Object position labeling entries
══════
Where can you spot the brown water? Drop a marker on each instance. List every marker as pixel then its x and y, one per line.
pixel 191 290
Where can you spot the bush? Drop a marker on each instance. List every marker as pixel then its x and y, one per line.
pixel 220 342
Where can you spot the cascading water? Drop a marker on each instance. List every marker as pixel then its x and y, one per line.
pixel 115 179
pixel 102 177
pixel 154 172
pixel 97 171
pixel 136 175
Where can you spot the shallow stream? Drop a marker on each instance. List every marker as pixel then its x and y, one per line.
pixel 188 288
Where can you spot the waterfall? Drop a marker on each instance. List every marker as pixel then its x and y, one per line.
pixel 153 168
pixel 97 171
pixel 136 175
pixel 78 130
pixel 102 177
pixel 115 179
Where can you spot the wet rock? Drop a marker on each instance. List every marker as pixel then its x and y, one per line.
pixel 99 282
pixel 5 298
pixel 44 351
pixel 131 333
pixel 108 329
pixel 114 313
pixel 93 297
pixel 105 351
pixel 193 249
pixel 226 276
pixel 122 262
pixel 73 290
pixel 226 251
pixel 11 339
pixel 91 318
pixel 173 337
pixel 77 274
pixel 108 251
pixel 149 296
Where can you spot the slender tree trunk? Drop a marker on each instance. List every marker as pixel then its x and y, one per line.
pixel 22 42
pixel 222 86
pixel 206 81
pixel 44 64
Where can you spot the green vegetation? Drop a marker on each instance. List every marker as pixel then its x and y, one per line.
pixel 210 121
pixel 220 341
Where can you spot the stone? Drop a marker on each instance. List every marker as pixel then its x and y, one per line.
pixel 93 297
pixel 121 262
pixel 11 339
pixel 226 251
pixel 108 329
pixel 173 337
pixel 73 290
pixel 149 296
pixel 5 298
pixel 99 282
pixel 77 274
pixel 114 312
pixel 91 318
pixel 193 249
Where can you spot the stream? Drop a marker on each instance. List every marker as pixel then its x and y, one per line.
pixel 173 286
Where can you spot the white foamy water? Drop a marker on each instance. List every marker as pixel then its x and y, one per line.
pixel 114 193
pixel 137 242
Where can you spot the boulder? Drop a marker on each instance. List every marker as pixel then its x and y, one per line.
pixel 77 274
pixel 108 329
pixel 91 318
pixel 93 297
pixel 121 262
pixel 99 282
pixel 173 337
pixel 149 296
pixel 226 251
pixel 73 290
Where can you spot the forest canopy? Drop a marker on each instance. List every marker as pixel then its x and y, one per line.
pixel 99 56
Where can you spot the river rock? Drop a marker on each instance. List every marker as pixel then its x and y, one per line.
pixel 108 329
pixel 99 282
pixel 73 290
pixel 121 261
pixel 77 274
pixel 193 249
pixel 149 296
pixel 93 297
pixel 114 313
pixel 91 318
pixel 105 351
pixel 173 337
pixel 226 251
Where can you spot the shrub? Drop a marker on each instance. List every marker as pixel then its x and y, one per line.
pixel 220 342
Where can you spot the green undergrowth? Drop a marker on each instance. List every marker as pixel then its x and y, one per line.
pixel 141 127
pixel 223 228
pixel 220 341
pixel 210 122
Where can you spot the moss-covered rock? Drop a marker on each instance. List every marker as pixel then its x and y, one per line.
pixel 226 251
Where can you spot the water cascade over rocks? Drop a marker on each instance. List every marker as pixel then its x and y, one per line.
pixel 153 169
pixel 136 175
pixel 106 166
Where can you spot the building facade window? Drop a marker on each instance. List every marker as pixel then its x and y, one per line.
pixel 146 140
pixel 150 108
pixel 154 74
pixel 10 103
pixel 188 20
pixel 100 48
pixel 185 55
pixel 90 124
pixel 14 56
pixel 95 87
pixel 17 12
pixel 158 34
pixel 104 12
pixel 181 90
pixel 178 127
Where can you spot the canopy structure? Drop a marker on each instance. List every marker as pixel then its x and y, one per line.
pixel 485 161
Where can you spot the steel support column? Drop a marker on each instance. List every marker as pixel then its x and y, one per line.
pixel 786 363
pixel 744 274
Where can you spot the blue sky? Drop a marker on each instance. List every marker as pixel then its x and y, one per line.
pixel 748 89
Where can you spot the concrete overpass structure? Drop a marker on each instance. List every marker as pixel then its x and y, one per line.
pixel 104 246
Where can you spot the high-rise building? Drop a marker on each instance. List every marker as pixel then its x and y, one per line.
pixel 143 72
══════
● **Request**
Please rewrite only the lines starting at the one that contains "Where can you spot the forest" and ending after the one that contains "pixel 99 56", keeping the requests unchanged and shifting every coordinate in the answers up by 134.

● **Answer**
Where can you spot the forest canopy? Drop a marker on each instance. List every marker as pixel then its x and y, one per line.
pixel 233 190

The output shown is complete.